- [Annotation records]

=-=-=-=-=

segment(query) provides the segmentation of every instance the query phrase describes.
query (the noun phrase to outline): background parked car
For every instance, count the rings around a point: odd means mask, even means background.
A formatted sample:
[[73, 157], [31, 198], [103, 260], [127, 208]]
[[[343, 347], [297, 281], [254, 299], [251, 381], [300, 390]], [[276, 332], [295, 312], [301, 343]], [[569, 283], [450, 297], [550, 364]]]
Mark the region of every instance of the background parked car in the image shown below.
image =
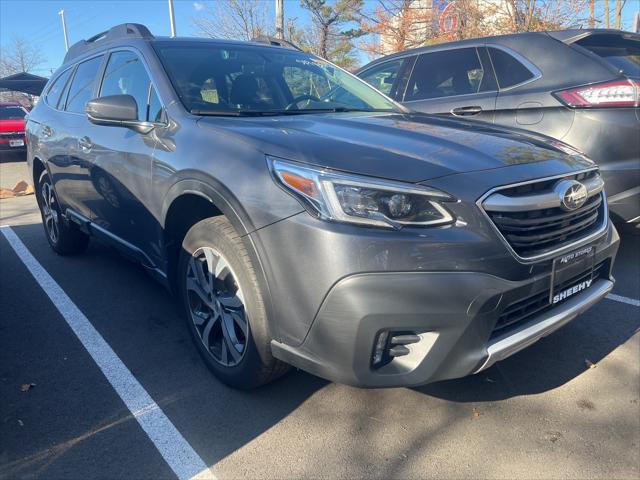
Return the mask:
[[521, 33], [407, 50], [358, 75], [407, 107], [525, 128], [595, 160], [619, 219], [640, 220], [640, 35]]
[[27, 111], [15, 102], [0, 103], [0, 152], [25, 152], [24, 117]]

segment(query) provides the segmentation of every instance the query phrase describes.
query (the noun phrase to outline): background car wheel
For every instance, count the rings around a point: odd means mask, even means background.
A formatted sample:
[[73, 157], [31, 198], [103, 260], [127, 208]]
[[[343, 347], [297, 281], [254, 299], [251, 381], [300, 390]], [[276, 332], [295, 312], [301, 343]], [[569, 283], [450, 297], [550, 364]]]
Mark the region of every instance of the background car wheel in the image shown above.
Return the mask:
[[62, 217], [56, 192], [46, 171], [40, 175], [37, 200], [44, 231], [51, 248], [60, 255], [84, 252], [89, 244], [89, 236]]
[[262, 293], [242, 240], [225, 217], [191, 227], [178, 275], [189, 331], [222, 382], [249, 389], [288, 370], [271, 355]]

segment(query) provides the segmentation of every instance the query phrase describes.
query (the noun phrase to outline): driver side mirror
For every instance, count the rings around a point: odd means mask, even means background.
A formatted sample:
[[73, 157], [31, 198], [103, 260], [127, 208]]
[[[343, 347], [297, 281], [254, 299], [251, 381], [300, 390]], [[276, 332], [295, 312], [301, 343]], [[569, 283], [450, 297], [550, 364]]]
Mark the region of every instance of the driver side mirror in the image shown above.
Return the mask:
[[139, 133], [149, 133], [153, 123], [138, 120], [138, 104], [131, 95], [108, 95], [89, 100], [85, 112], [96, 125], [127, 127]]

=-=-=-=-=

- [What you are asked to do] Please recast the material as a Markdown table with the columns Row and Text. Start at its first line and end with the line containing "370], [271, 355]]", including both. Number each line, skip blank lines, and leave out the pictures.

- [Task output]
| Row | Text |
|---|---|
| 1 | segment(query) provides the segmentation of every instance the query phrase describes. |
| 2 | query (the noun phrase to outline): background parked car |
| 3 | For every instance, count the rings around a point: odd means mask, even means background. |
| 4 | A formatted sample: |
| 5 | [[73, 157], [31, 198], [103, 260], [127, 208]] |
| 6 | [[[343, 347], [297, 281], [254, 299], [251, 381], [300, 390]], [[276, 332], [295, 312], [301, 343]], [[569, 283], [450, 297], [550, 364]]] |
| 7 | Mark the region of every instance of the background parked car in the image shown below. |
| 8 | image = |
| 9 | Return the mask: |
| 10 | [[521, 33], [407, 50], [358, 75], [407, 107], [525, 128], [595, 160], [619, 219], [640, 220], [640, 35]] |
| 11 | [[27, 111], [15, 102], [0, 103], [0, 152], [25, 152], [24, 117]] |
| 12 | segment(query) provides the segmentation of every instance the query phrase describes. |
| 13 | query (the noun phrase to outline): background car wheel |
| 14 | For every instance, count the rings around a point: odd means mask, even means background. |
| 15 | A formatted sample: |
| 16 | [[73, 157], [31, 198], [103, 260], [127, 208]] |
| 17 | [[[343, 347], [297, 281], [254, 299], [251, 381], [300, 390]], [[276, 332], [295, 312], [301, 343]], [[569, 283], [450, 297], [550, 364]]] |
| 18 | Mark the region of every instance of the background car wheel in the image shown above. |
| 19 | Return the mask: |
| 20 | [[62, 217], [56, 192], [46, 171], [40, 175], [37, 200], [44, 231], [51, 248], [60, 255], [84, 252], [89, 244], [89, 236]] |
| 21 | [[262, 293], [242, 240], [225, 217], [191, 227], [178, 275], [189, 331], [222, 382], [249, 389], [288, 370], [271, 355]] |